■ EXERCISE REQUIREMENTS
Given the material below, output exactly the lines from the line with "In the photograph below, where can the light" to the line with "In the photograph above, where can the pendant", both ends included, and no other lines.

--- RECORDS SHOWN ---

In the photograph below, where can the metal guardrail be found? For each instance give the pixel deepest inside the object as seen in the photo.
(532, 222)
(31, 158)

---
--- RECORDS SHOWN ---

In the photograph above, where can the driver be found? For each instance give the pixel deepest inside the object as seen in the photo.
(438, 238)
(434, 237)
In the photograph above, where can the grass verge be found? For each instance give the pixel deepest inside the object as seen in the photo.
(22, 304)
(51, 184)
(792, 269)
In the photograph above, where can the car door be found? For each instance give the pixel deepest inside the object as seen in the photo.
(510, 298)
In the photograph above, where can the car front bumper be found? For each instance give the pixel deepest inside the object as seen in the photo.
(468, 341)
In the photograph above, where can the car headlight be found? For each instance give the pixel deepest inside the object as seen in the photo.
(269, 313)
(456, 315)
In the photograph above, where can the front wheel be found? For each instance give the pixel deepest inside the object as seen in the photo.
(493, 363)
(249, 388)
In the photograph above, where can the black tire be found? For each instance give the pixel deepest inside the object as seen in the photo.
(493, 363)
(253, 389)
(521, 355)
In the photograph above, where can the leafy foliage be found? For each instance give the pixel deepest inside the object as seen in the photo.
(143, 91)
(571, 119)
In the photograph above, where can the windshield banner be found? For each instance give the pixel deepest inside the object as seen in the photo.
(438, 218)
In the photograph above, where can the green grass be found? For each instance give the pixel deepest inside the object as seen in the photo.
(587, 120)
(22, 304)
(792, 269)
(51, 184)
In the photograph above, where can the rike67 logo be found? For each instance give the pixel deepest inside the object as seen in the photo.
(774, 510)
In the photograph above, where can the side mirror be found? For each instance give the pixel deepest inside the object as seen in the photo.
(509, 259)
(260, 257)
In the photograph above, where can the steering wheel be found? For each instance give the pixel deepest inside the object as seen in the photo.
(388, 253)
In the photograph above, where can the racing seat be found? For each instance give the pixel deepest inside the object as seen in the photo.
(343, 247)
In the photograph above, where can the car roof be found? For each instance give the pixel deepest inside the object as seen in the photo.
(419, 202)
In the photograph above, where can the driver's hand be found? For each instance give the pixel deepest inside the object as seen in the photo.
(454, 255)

---
--- RECORDS SHOWN ---

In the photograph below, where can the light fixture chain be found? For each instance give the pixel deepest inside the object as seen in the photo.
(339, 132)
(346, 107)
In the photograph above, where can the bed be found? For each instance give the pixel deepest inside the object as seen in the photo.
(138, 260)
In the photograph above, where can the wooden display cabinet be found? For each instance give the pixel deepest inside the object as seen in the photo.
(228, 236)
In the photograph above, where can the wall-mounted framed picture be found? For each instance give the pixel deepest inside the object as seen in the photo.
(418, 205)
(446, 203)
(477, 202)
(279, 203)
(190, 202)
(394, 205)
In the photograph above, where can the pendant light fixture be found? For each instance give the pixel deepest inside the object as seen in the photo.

---

■ WRITTEN ANSWER
In the photograph below, where can the light fixture chain be found? For each instance give the pixel deepest inside the object as seen in the photo.
(339, 132)
(346, 107)
In the photograph above, where can the bed be found? For each instance give the pixel deepest inside the object as seen in the photo.
(138, 260)
In the photograph above, where can the wooden display cabinet be found? For each instance give the pixel deepest inside the object as seen in the photo.
(228, 236)
In the photograph above, where can the wall-mounted framed picture be found? For each instance give the pixel deepest inside the object as seen in the photo.
(418, 205)
(446, 203)
(477, 202)
(279, 203)
(190, 202)
(394, 205)
In the photograph above, where can the pendant light fixture be found? For each instance give the pixel deepest inside the object as seen in the photo.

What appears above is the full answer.